Study text
################
Saturday, July 8, 2017 PAGE 418.

July 8, 2017:  This Saturday started with temperatures in the low-80's as I departed home and dialed up Wendell Folks to check on his usual Saturday routine.  He was making the coffee before any of his friends had arrived for their Saturday morning B.S. session.  I have attended many of those sessions before I moved back to Florida in 2012.  We talked about the upcoming eclipse of the sun where I hope to visit him the day before the big solar / lunar event in central Tennessee.  We also talked about his trip with some of his friends going to Oshkosh in the motor home in about two weeks.  I mentioned how I had calibrated my altimeters and pointed him to my web page where I discussed the procedure and a link to the instructions on doing it correctly.  We finished our phone call after my arrival at the Rockledge Airport.  I had sat down in the shade of the front porch hoping Billy would arrive soon and he did as I was ending my phone call with Wendell.

Billy and I were discussing great-circle routes last week and how the GPS 296 depicted them accurately.  I showed him some examples from some courses I have stored in my GPS 296.  We went out to the hangar to move the airplane in front of mine out of the way before I could get my RV-9A out of the hangar.
################
Tasks to perform
- A) Copy the passage of the July 8, 2017 entry that begins with the words "Billy and I" and ends after the words "of the hangar.".
- B) List every place the July 8, 2017 entry names.
- C) In the July 8, 2017 entry, what airplane does the writer need to get out of the hangar?
The items that follow have nothing to do with the July 8, 2017 entry.

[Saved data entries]
################
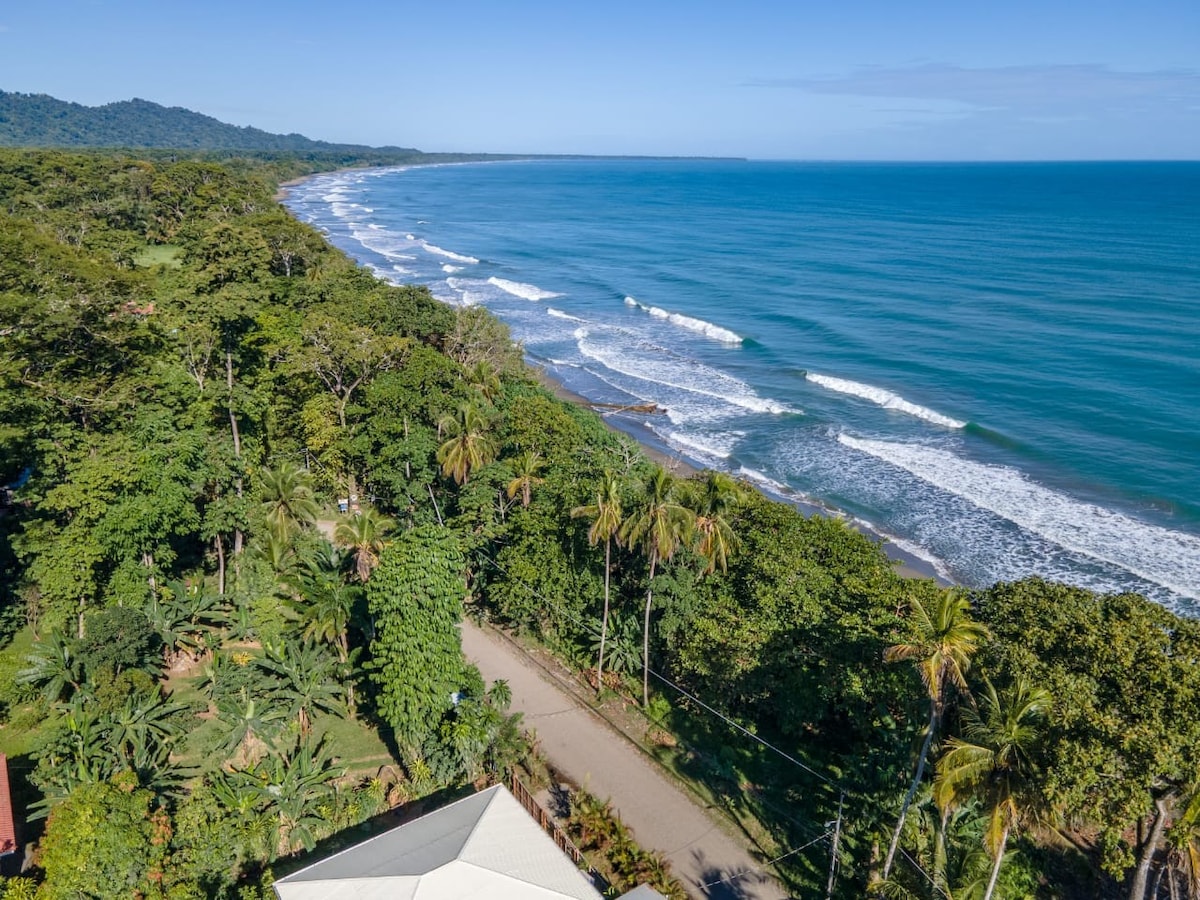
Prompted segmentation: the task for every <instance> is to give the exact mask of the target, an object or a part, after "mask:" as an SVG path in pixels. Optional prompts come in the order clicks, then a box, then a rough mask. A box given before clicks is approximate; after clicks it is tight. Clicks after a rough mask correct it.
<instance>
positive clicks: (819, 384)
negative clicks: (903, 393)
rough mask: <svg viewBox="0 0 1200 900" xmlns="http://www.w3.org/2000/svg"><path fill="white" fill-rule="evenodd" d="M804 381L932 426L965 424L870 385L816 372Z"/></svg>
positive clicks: (897, 395)
mask: <svg viewBox="0 0 1200 900" xmlns="http://www.w3.org/2000/svg"><path fill="white" fill-rule="evenodd" d="M804 377H805V378H806V379H809V380H810V382H812V383H814V384H818V385H821V386H822V388H824V389H826V390H832V391H838V392H839V394H850V395H852V396H854V397H862V398H863V400H869V401H871V402H872V403H875V404H876V406H881V407H883V408H884V409H894V410H896V412H898V413H907V414H908V415H912V416H916V418H918V419H924V420H925V421H926V422H932V424H934V425H941V426H942V427H944V428H965V427H966V425H967V424H966V422H965V421H961V420H960V419H952V418H950V416H948V415H942V414H941V413H936V412H934V410H932V409H926V408H925V407H922V406H917V404H916V403H910V402H908V401H907V400H905V398H904V397H901V396H900V395H899V394H893V392H892V391H889V390H884V389H883V388H876V386H874V385H870V384H859V383H858V382H850V380H846V379H845V378H834V377H833V376H823V374H817V373H816V372H808V373H805V376H804Z"/></svg>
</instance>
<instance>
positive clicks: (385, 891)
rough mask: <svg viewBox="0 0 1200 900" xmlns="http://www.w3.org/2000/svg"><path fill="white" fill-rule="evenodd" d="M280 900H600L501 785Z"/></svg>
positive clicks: (406, 827) (413, 824) (324, 864)
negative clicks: (567, 899)
mask: <svg viewBox="0 0 1200 900" xmlns="http://www.w3.org/2000/svg"><path fill="white" fill-rule="evenodd" d="M275 893H276V894H277V895H278V896H280V900H475V899H476V898H478V899H479V900H485V899H486V900H510V899H511V900H520V899H521V898H529V900H564V899H566V898H569V899H570V900H600V893H599V892H598V890H596V889H595V888H594V887H592V882H590V881H589V880H588V878H587V876H586V875H583V872H581V871H580V870H578V869H577V868H576V866H575V864H574V863H572V862H571V860H570V859H568V858H566V857H565V856H564V854H563V852H562V851H560V850H559V848H558V847H557V846H556V845H554V841H553V840H552V839H551V838H550V835H547V834H546V833H545V832H544V830H542V829H541V827H540V826H539V824H538V823H536V822H534V821H533V818H530V816H529V814H528V812H526V810H524V808H523V806H522V805H521V804H520V803H517V800H516V798H515V797H514V796H512V794H511V793H509V791H508V790H506V788H505V787H504V786H503V785H497V786H494V787H490V788H487V790H486V791H481V792H480V793H476V794H474V796H472V797H467V798H466V799H462V800H458V802H457V803H451V804H450V805H448V806H443V808H442V809H439V810H436V811H434V812H430V814H428V815H426V816H422V817H421V818H418V820H415V821H413V822H409V823H407V824H403V826H400V827H398V828H394V829H392V830H390V832H386V833H384V834H380V835H378V836H376V838H372V839H370V840H367V841H364V842H362V844H358V845H355V846H353V847H349V848H347V850H343V851H342V852H341V853H336V854H335V856H332V857H329V858H328V859H323V860H322V862H319V863H314V864H313V865H310V866H308V868H306V869H301V870H300V871H298V872H293V874H292V875H289V876H287V877H286V878H280V880H278V881H277V882H275Z"/></svg>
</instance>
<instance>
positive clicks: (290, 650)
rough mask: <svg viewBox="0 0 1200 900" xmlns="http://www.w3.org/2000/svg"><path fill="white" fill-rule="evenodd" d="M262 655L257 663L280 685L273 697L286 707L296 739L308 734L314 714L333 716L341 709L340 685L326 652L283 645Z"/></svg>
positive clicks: (312, 646) (295, 645) (289, 645)
mask: <svg viewBox="0 0 1200 900" xmlns="http://www.w3.org/2000/svg"><path fill="white" fill-rule="evenodd" d="M265 649H266V655H265V656H263V658H262V659H259V660H258V665H259V666H260V667H262V668H264V670H265V671H268V672H270V673H272V674H275V676H278V677H280V679H281V682H282V684H281V688H280V690H278V691H277V694H276V696H277V697H280V698H282V700H286V701H288V702H289V703H290V706H292V708H290V710H289V712H290V714H292V715H294V716H295V718H296V721H298V722H299V725H300V736H301V737H305V738H306V737H308V734H310V733H311V732H312V715H313V713H317V712H322V710H324V712H328V713H336V712H338V710H340V709H341V706H342V704H341V700H340V694H341V685H340V684H338V683H337V680H336V678H335V677H334V667H335V666H334V660H332V659H331V658H330V656H329V655H328V654H329V649H328V648H324V647H320V646H318V644H312V643H305V644H298V643H292V642H284V643H282V644H280V646H268V647H266V648H265Z"/></svg>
################
List of solutions
- A)
Billy and I were discussing great-circle routes last week and how the GPS 296 depicted them accurately.  I showed him some examples from some courses I have stored in my GPS 296.  We went out to the hangar to move the airplane in front of mine out of the way before I could get my RV-9A out of the hangar.

- B) Florida, central Tennessee, Oshkosh, Rockledge Airport

- C) An RV-9A.